══ Source text
The NGO’s attempts to hold a minute’s silence in the Council’s chamber were blocked by China on procedural grounds. Whatever the rights and wrongs of that form of protest, the message was loud and clear: The Council is not doing enough to protect individuals from grave human rights violations. The fact that a human rights defender travelling to the Council cannot be protected is emblematic of a broader and systemic ‘protection deficit’ in the Council. As the Universal Rights Group (URG) has explained in its most recent ‘Report on the 26th Session of the Human Rights Council’, the body passes woefully few resolutions addressing human rights violations. And even where the Council does call for action or condemn violations – as occurred in relation to Darfur, the Occupied Palestinian Territories, Sri Lanka, and most recently Syria – it lacks the enforcement powers to ensure compliance with those resolutions.
The failure to protect human rights does not just occur at the Council but across UN human rights bodies. Since the creation of those bodies, they have all contributed effectively to the development of human rights. The principal human rights body, initially the Commission and now the Council, fulfils that mandate through soft law in the form of decisions and resolutions, through providing a forum for discussion about emerging rights and normative content, and through working with states, civil society and other UN bodies in the pursuit of developing international human rights law. Treaty Bodies provide jurisprudence, both in the form of concluding observations and general comments, which expand upon and develop the normative content of the law.
The promotion of human rights has been strengthened with the reforms of the past two decades. The Office of the High Commissioner for Human Rights (OHCHR) has streamlined promotion activities. Since the creation of the Council and the expansion of the Special Procedures system, those activities have become increasingly effective. Promotion activities are weaved through all parts of the UN human rights machinery. Fact-finding, information sharing, cooperation, constructive dialogue, technical assistance, capacity building, peer support and review, are all effective tools in promoting human rights within states.
════
══ Data to process
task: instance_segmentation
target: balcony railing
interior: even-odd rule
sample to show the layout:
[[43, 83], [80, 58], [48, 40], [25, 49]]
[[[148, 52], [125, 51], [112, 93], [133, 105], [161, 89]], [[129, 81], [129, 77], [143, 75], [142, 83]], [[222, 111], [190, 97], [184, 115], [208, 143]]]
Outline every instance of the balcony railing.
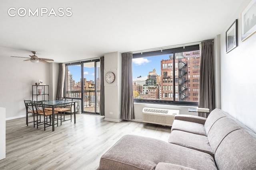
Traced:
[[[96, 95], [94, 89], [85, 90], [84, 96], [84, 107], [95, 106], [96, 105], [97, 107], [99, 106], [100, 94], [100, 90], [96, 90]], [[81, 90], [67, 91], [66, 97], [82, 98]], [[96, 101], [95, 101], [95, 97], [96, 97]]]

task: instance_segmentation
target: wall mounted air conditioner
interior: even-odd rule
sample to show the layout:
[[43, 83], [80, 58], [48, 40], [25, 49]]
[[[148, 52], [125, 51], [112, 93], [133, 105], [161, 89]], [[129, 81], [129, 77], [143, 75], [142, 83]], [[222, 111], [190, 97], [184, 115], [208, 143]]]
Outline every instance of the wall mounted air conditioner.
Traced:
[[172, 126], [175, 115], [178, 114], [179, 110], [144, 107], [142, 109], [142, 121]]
════
══ Data to process
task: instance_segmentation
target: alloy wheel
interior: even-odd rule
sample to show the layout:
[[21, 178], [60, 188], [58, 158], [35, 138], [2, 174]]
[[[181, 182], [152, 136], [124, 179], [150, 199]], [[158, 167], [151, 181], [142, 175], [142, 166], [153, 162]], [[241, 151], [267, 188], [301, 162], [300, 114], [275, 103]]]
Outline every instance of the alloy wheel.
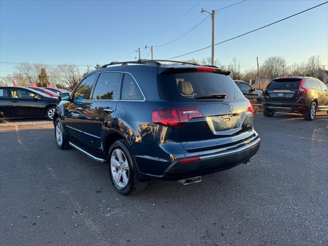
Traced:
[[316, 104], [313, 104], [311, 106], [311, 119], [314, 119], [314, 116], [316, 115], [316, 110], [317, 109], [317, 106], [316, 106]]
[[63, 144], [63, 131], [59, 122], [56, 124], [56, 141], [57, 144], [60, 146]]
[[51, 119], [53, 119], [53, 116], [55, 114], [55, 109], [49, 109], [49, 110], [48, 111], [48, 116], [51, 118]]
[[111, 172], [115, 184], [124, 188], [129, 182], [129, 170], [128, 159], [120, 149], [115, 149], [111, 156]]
════
══ Data to process
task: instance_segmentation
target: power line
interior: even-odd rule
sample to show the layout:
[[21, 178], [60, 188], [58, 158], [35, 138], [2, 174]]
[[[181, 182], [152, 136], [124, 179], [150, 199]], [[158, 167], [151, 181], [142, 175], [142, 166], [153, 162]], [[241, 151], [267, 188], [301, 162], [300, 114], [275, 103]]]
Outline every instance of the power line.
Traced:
════
Actions to take:
[1] Pick out every line of the rows that contains the string "conditioner", treating uppercase and lowercase as different.
[2] Write the next part of the passage on UN human rights bodies, picking up after its final sentence.

Outputs in order:
[1]
target: wall mounted air conditioner
Outline every instance of the wall mounted air conditioner.

[2]
The problem, of course, is the protection mandate. Developing and promoting human rights are aimed at the medium- to long-term. They require dialogue, cooperation and constructive engagement. Protecting human rights focuses on the short-term. States are far less willing to engage with protection activities because they impact upon the immediate situation within a country. And a key weakness of UN human rights bodies is that, while they are set up for dialogue and engagement, they lack the teeth to effectively protect rights where a state is not willing to cooperate. Unlike the Security Council, human rights bodies do not have enforcement powers. Unlike international financial institutions, the UN human rights machinery does not have any leverage over states that fail to comply with their obligations. That is one main flaw in the system, and one that cannot easily be resolved, but it is not the only weakness.
Politicisation is the other main failing within the international human rights system – particularly at the Council. In my new book – ‘Failing to Protect: The UN and the Politicisation of Human Rights’ – I set out the many ways in which politicisation manifests itself, and why it undermines attempts to protect human rights. Whether through countries shielding their allies, or shifting the spotlight onto one or two pariah states; whether abuses are ignored within powerful nations or within those where there is no political capital to expose violations; or where the UN lacks the ability to cross a border into a territory; politicisation is a key reason for the UN’s failure to protect human rights.
Almost all states are guilty of politicising human rights to a greater or lesser degree. Yet it is something rarely discussed, let alone addressed.
Yet solutions must exist. The UN human rights system has been reviewed and reformed throughout its existence. It is now time to focus those reform efforts on the protection mandate. My book is a call to arms. It sets out the problems, but it also seeks to explore possible solutions. I disagree with the call for a World Court on Human Rights, and set out why that idea will almost certainly not come to fruition. But there are other ways we can reform the system both in the short- and medium- term. Whether through changes to the ways in which human rights bodies access the Security Council and strengthening early warning; or through learning lessons from and strengthening regional mechanisms; or by finding ways to grant enforcement powers to the UN human rights mechanisms; it is surely time for the international community to recognise the problem and construct effective solutions.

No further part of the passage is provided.